• **Document text**:
>>>

When Justice Chandrashekhar Dharmadhikari had gone to seek the blessings of Bhoodan Movement leader Vinoba Bhave on being appointed as a judge of the Bombay High Court, Bhave had told him that judges deliver judgements, but do not necessarily deliver justice.
Justice Dharmadhikari had gone to seek Bhave’s blessings, because being the son of Acharya Dada Dharmadhikari, he had the privilege to meet or play in the laps of Mahatma Gandhi and Vinoba Bhave. As such, he felt he was duty-bound to seek Bhave’s blessings, before sitting on the chair of a judge of the Bombay High Court. Bhave was a man of few words and often used to observe maun (the vow of silence or being muted). So, in that brief message to the designated judge, he conveyed a deep meaning.
Justice Dharmadhikari, who gave numerous judgements with far-reaching consequences, realised the depth of Bhave’s message when he sat in judgment on cases before him. He had stated that often, judges realise that the documents submitted or claims made in courts are not true, but the court goes by the facts before it. Justice Dharmadhikari can be said to have gone the extra mile on several counts and delivered justice to the mentally challenged, women, children, tribals and prisoners among others, through his judgements. Even during the Emergency, he held that a citizen has a right to approach the High Court, as natural and human right to life cannot be taken away. When some other judges of various High Courts in the country gave questionable judgements during the Emergency, Justice Dharmadhikari did not fall in that category.
The Supreme Court judgment on demonetisation needs to be seen in the light of Acharya Vinoba Bhave’s advice to Justice Dharmadhikari. The majority judgement does not fall into the category of giving justice as charcterised by Bhave.
In various judgements in India, in the United Kingdom and the United States of America, dissenting judges have merely mentioned that they dissent, without giving their dissenting view, opinion or interpretation of law.
The dissenting judge, Justice B V Nagarathna, dissected the majority judgement point-by-point and went on to say that on some points the decision of the Government to demonetise the Rs 500 and Rs 1,000 currency notes was unlawful and that proper procedure should have been followed to arrive at such a decision.
She has judiciously analysed the decision to demonetise the currency notes and the procedure adopted while arriving at such a decision. Justice Nagarathna has also commented on the role of Parliament in general and especially on such important matters as demonetisation. Thus Justice Nagarathna has not only given a proper legal argument on how she arrived at the decision to declare the demonetisation unlawful, violating the procedure laid down in law, but she has also opined on the need to seek the view of Parliament on a decision which had a bearing on 86% of the currency notes in circulation.
Justice Nagarathna said in her dissenting judgement, “…..it is observed that on a matter as critical as demonetisation, having a bearing on nearly 86% of the total currency in circulation, the same could not have been carried out by way of issuance of an executive notification. A meaningful discussion and debate in the Parliament on the proposed measure, would have lent legitimacy to the exercise.”

<<<

• **Records shown**:

>>>

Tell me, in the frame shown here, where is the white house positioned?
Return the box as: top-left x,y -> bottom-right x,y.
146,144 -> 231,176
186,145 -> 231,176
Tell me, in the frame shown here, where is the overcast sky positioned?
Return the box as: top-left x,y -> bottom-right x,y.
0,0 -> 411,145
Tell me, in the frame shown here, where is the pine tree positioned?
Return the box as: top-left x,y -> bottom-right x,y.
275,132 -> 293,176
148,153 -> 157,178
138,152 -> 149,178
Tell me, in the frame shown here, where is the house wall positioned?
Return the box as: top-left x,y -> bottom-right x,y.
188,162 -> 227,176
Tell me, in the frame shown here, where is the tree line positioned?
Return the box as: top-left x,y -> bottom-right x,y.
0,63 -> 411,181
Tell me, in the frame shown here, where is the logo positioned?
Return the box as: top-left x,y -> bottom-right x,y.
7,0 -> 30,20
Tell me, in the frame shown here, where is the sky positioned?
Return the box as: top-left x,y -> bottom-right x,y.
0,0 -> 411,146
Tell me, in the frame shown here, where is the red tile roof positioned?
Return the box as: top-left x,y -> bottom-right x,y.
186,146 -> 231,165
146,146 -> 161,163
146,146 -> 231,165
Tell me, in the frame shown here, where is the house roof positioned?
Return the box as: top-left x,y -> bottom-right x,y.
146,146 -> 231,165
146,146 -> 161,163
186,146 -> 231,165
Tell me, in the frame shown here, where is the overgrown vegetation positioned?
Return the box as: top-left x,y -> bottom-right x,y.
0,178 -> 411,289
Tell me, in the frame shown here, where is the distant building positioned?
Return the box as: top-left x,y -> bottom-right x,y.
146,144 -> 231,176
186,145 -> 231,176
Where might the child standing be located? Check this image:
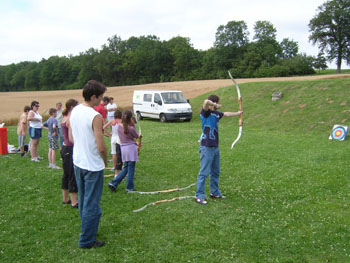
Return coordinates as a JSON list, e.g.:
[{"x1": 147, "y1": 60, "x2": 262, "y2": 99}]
[
  {"x1": 108, "y1": 110, "x2": 139, "y2": 192},
  {"x1": 195, "y1": 95, "x2": 243, "y2": 205},
  {"x1": 103, "y1": 110, "x2": 123, "y2": 176},
  {"x1": 17, "y1": 106, "x2": 30, "y2": 157},
  {"x1": 44, "y1": 108, "x2": 61, "y2": 169}
]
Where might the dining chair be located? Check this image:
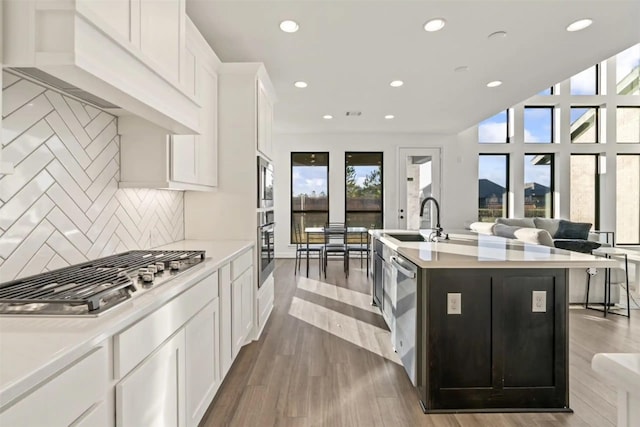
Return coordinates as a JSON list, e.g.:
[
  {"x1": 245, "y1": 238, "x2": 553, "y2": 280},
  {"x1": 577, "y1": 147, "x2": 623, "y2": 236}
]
[
  {"x1": 324, "y1": 222, "x2": 349, "y2": 278},
  {"x1": 293, "y1": 222, "x2": 324, "y2": 277},
  {"x1": 347, "y1": 229, "x2": 369, "y2": 276}
]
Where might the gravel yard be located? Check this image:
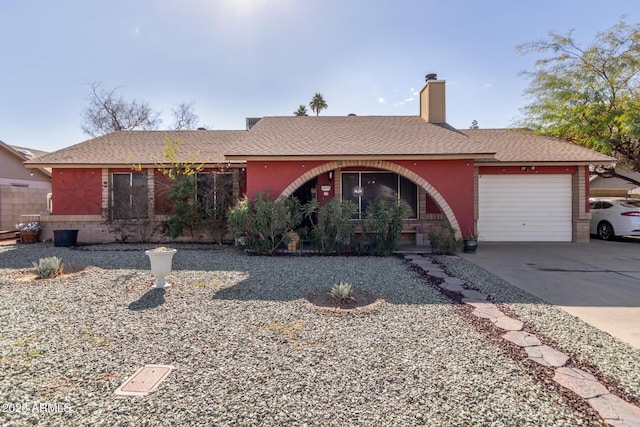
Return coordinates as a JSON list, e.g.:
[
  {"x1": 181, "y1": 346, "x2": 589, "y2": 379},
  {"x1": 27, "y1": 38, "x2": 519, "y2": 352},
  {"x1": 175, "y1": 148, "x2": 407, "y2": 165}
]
[{"x1": 0, "y1": 243, "x2": 640, "y2": 426}]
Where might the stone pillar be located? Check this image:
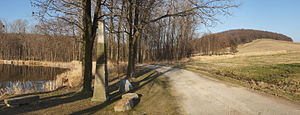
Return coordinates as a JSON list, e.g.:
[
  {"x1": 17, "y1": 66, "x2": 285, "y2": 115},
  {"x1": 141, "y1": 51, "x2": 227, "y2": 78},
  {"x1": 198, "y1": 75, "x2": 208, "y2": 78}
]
[{"x1": 92, "y1": 21, "x2": 107, "y2": 102}]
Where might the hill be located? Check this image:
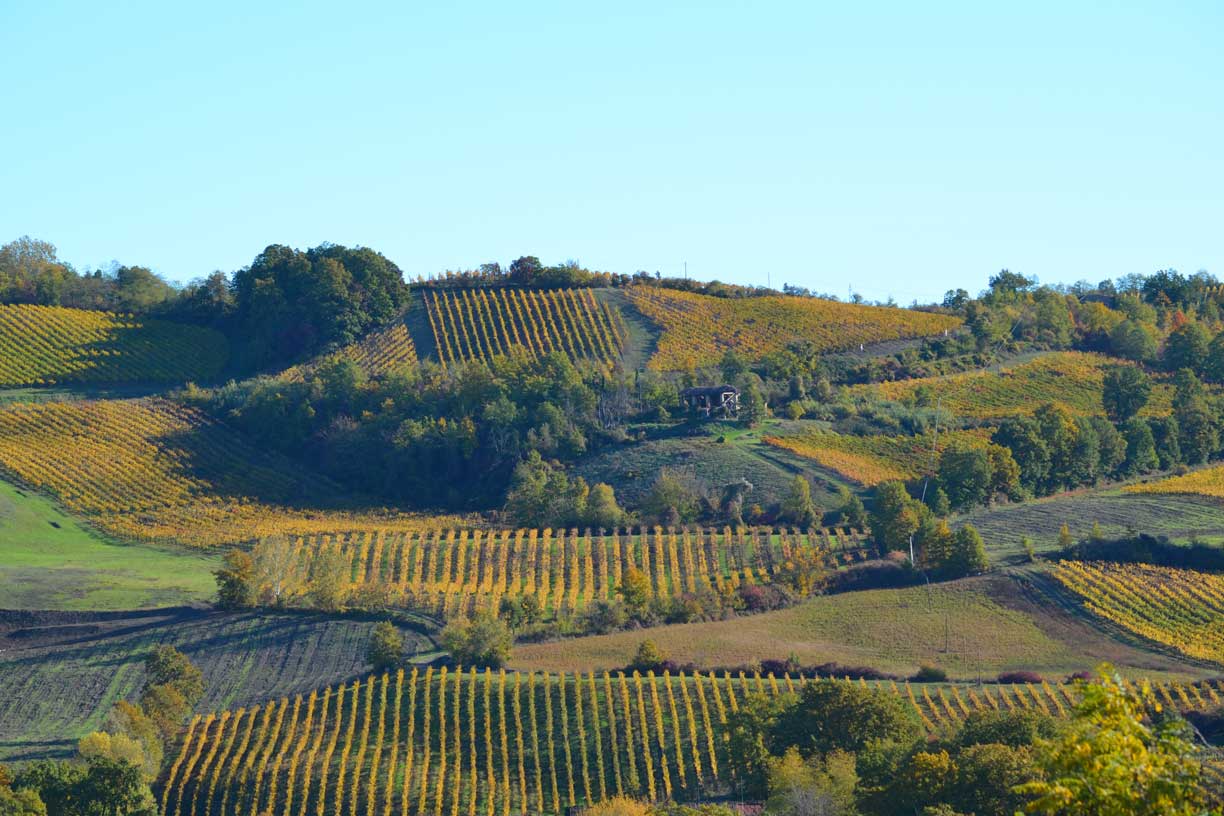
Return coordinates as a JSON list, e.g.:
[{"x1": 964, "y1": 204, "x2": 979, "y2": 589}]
[
  {"x1": 0, "y1": 608, "x2": 430, "y2": 762},
  {"x1": 1054, "y1": 562, "x2": 1224, "y2": 666},
  {"x1": 627, "y1": 286, "x2": 961, "y2": 371},
  {"x1": 0, "y1": 399, "x2": 462, "y2": 546},
  {"x1": 420, "y1": 287, "x2": 624, "y2": 365},
  {"x1": 0, "y1": 305, "x2": 229, "y2": 388},
  {"x1": 513, "y1": 567, "x2": 1209, "y2": 679},
  {"x1": 764, "y1": 428, "x2": 990, "y2": 487},
  {"x1": 0, "y1": 482, "x2": 220, "y2": 609},
  {"x1": 856, "y1": 351, "x2": 1173, "y2": 420},
  {"x1": 153, "y1": 668, "x2": 1220, "y2": 816},
  {"x1": 279, "y1": 527, "x2": 865, "y2": 618}
]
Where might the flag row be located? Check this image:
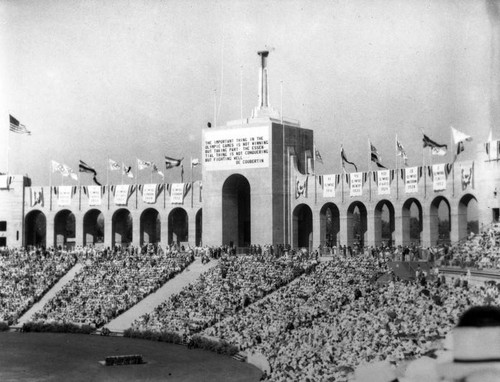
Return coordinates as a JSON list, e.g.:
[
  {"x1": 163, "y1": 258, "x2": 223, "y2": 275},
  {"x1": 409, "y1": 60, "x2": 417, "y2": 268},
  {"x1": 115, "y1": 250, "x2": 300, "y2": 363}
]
[
  {"x1": 30, "y1": 181, "x2": 202, "y2": 207},
  {"x1": 47, "y1": 156, "x2": 200, "y2": 186},
  {"x1": 295, "y1": 162, "x2": 474, "y2": 199},
  {"x1": 322, "y1": 126, "x2": 472, "y2": 172}
]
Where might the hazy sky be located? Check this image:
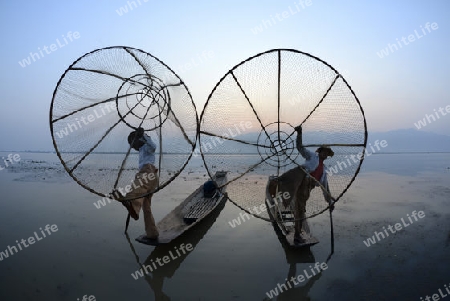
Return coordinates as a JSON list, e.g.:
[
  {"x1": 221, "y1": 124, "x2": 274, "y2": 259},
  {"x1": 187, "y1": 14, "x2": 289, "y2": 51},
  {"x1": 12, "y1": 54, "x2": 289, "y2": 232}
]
[{"x1": 0, "y1": 0, "x2": 450, "y2": 150}]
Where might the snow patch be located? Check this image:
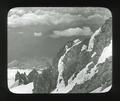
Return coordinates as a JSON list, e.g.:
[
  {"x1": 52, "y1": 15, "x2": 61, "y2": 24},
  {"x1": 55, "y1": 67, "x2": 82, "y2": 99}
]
[
  {"x1": 91, "y1": 52, "x2": 96, "y2": 58},
  {"x1": 81, "y1": 45, "x2": 87, "y2": 52},
  {"x1": 87, "y1": 28, "x2": 101, "y2": 51},
  {"x1": 98, "y1": 40, "x2": 112, "y2": 63},
  {"x1": 10, "y1": 82, "x2": 33, "y2": 94},
  {"x1": 90, "y1": 85, "x2": 112, "y2": 93}
]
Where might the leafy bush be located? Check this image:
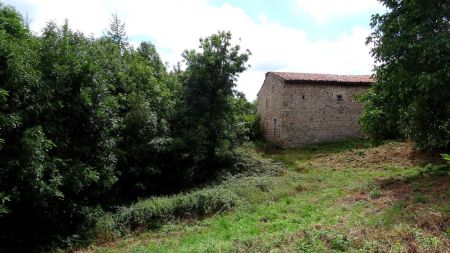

<<<

• **Work required**:
Rewrite the stretch of the passage on Justice Dharmadhikari from "When Justice Chandrashekhar" through "a deep meaning.", replacing "blessings" with "good wishes" wherever it occurs.

• **Final result**:
When Justice Chandrashekhar Dharmadhikari had gone to seek the good wishes of Bhoodan Movement leader Vinoba Bhave on being appointed as a judge of the Bombay High Court, Bhave had told him that judges deliver judgements, but do not necessarily deliver justice.
Justice Dharmadhikari had gone to seek Bhave’s good wishes, because being the son of Acharya Dada Dharmadhikari, he had the privilege to meet or play in the laps of Mahatma Gandhi and Vinoba Bhave. As such, he felt he was duty-bound to seek Bhave’s good wishes, before sitting on the chair of a judge of the Bombay High Court. Bhave was a man of few words and often used to observe maun (the vow of silence or being muted). So, in that brief message to the designated judge, he conveyed a deep meaning.